• Records excerpted from a collection
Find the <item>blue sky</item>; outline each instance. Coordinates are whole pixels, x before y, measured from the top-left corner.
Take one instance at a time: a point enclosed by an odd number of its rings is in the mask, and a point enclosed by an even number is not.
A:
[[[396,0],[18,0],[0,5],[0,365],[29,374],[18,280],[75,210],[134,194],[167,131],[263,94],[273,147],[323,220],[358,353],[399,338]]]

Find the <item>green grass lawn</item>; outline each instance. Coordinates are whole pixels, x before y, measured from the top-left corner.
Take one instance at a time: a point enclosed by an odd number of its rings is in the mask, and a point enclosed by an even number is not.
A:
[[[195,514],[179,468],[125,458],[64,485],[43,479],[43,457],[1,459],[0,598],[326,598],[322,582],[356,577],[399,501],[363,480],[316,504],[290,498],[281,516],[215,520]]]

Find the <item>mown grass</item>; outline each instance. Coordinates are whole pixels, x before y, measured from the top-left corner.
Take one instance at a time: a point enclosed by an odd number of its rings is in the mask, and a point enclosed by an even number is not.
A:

• Work to complete
Return each line above exactly as it appears.

• Result below
Find the <item>blue sky</item>; outline each instance. Coordinates are whole pixels, x before y, measured from the top-left corner.
Take one instance at a time: a point enclosed by an odd number of its rings is in the mask, and a point enclosed by an even number is not.
A:
[[[396,0],[18,0],[0,5],[0,365],[29,374],[18,280],[75,210],[134,194],[167,131],[263,94],[273,147],[323,220],[358,353],[399,338]]]

Find the <item>green grass lawn</item>; outline each instance. Coordinates are whole pixels, x before y, measured from the top-left corner.
Take one instance at a time: a point enclosed by an odd number of its rings is in the mask, and a point enclosed by an even number is not.
A:
[[[195,514],[179,468],[125,458],[64,485],[43,479],[43,457],[1,459],[0,598],[326,598],[322,582],[356,577],[399,501],[363,480],[316,504],[290,498],[281,516],[215,520]]]

Find the <item>mown grass</item>; outline each instance. Coordinates are whole pixels, x before y, measured from the top-left corner.
Take one instance at a time: a point enclosed by an odd number of its rings is in the mask, and a point enclosed by an even number is not.
A:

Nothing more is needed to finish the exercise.